Objective 1:
For each statement about the market commentary below, state whether the text agrees, answering yes or no and quoting the deciding words exactly. (a) The recovery in Treasury prices is attributed to a particular overnight news story. (b) The yield on the benchmark 10 year note rests at 3.80 percent. (c) The author expects the FOMC to lower rates by 50 basis points.
Objective 2:
Answer these questions from the market commentary below.
(a) To what level has the yield on the benchmark 5 year note slipped?
(b) Which sector has been the only robust one over the last several quarters?
(c) What should assuage the central bank's concern about inflation?
Objective 3:
Retype the passage of the market commentary below between "I also believe that reduced" and "the US market.", inclusive.

Page excerpt:

Opening Thoughts October 29 2008
October 29th, 2008 6:56 am | by John Jansen |Prices of Treasury coupon securities have rebounded from the depressed levels attained in late trading yesterday. I can not ascribe the recovery to a particular overnight news story. I surmise that the decline in equity futures overnight which has erased about ¼ of yesterday’s outsized gains has combined with the expectation of a very accommodative FOMC later today and motivated some bond buyers to place some money at risk,The yield on the benchmark 2 year note has dropped to 1.56 percent, according to Bloomberg. The yield on the benchmark 5 year note has slipped 7 basis points to 2.67 percent. The yield on the benchmark 10 year note has dropped 3 basis points and rests at 3.80 percent and the yield on the Long Bond has edged lower by 2 basis points to 4.17 percent.
The main focus of the financial markets today will be the conclusion of the FOMC meeting and the announcement which the FOMC releases when the participants disperse to the various corners of America.
I think that the FOMC will lower rates by 50 basis points. I also believe that they are prepared to drop rates to levels below 1 percent if the economy continues to falter.
Since they FOMC last met the labor market has deteriorated and consumer confidence and consumption have fallen sharply. Car sales are weakening and business investment has softened.
There is a significant negative wealth effect at work now as the ongoing declines in home prices have been amplified by the wealth destruction attributable to the crash of the equity market. As the US consumer totes up his assets and future liabilities, he cannot hold an overly optimistic outlook and I suspect that the savings rate will begin to rise placing additional pressure on consumption
The weakness is not confined to the US and the travails elsewhere will reduce exports which have been the only robust sector over the last several quarters.
I will not list the financial headwinds weighing on the economic outlook but they are well known and legion.
Inflation had been a concern of the central bank but the decline in commodity prices should assuage those fears and motivate the assembled policy makers to reduce their emphasis on that economic villain.
If the FOMC adopts such a dovish stance as I suspect they will, I believe that augurs for a much steeper yield curve. The front end of the bond market will benefit from reduced funding levels while the weight of supply will depress longer maturities.
I also believe that reduced consumption in the US can perversely lead to higher rates in the belly of the bond curve. As consumption declines the trade deficit will improve and there will be less dollars sloshing around overseas for recycling back to the US market.

Stored records:
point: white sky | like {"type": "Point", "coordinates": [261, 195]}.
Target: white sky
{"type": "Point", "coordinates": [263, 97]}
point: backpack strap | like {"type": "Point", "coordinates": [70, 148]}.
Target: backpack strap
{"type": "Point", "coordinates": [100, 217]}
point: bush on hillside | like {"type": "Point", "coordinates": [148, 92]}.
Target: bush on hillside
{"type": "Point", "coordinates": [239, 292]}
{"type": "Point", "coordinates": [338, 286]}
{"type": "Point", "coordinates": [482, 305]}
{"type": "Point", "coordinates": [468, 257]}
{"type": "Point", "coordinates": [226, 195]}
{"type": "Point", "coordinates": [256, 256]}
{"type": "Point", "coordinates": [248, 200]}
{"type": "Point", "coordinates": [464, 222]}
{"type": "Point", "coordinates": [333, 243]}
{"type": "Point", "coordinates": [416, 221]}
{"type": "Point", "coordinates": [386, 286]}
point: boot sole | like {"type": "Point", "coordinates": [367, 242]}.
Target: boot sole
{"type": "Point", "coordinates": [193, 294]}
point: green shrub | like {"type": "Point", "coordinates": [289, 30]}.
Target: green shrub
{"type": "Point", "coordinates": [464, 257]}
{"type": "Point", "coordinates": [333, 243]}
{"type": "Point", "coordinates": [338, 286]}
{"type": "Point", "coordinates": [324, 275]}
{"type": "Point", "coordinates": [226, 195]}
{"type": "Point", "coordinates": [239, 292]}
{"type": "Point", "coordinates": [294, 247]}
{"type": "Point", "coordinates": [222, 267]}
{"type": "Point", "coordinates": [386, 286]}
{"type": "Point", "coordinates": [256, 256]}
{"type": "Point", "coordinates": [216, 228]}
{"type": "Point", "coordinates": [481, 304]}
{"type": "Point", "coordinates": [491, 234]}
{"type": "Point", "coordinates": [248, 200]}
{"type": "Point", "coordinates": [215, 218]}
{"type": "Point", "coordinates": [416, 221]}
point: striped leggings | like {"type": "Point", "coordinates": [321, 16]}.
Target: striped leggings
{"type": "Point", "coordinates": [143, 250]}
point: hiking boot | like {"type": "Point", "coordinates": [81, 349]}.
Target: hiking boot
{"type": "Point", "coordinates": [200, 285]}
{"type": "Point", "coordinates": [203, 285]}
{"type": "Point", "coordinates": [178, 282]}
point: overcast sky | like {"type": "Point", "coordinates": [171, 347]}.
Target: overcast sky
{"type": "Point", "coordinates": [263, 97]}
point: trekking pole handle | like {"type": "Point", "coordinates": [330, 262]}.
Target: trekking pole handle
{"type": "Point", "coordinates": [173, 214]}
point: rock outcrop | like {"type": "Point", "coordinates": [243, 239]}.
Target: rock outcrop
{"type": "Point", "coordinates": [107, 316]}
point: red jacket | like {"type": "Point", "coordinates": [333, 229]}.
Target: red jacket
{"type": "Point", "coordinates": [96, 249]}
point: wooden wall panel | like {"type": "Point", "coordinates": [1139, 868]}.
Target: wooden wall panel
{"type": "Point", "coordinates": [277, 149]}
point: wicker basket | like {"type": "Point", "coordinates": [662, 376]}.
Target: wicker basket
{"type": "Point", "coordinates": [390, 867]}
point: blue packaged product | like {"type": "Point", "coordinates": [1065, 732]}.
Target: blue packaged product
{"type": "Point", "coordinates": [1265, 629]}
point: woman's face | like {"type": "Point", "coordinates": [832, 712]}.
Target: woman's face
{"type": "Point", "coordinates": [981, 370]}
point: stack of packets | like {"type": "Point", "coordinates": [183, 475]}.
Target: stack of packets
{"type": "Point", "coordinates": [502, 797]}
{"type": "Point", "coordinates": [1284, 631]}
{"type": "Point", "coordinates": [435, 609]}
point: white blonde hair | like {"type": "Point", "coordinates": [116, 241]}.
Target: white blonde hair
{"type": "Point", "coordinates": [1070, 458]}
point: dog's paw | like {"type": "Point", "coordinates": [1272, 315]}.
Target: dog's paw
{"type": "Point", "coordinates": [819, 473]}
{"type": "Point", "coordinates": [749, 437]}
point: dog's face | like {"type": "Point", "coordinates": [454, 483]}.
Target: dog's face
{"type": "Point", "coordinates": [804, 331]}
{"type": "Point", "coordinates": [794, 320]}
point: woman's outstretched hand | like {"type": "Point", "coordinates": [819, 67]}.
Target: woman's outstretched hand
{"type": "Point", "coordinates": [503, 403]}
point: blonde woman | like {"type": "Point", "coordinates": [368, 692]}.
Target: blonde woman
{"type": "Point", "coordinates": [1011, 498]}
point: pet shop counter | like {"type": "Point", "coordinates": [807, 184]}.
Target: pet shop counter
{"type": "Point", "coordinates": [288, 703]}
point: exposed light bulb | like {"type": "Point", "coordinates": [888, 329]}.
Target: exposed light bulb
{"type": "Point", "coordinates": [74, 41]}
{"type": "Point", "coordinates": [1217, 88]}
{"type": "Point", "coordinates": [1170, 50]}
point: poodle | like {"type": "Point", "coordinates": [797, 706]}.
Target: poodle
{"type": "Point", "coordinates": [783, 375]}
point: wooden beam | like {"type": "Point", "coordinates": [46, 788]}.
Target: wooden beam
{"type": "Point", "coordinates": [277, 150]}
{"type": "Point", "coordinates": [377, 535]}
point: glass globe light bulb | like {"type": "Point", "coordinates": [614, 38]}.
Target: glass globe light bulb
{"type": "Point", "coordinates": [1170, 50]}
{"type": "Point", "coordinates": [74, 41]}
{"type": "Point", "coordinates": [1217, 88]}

Problem solution 1:
(a) No: "I can not ascribe the recovery to a particular overnight news story."
(b) Yes: "The yield on the benchmark 10 year note has dropped 3 basis points and rests at 3.80 percent"
(c) Yes: "I think that the FOMC will lower rates by 50 basis points."

Problem solution 2:
(a) 2.67 percent
(b) Exports
(c) The decline in commodity prices

Problem solution 3:
I also believe that reduced consumption in the US can perversely lead to higher rates in the belly of the bond curve. As consumption declines the trade deficit will improve and there will be less dollars sloshing around overseas for recycling back to the US market.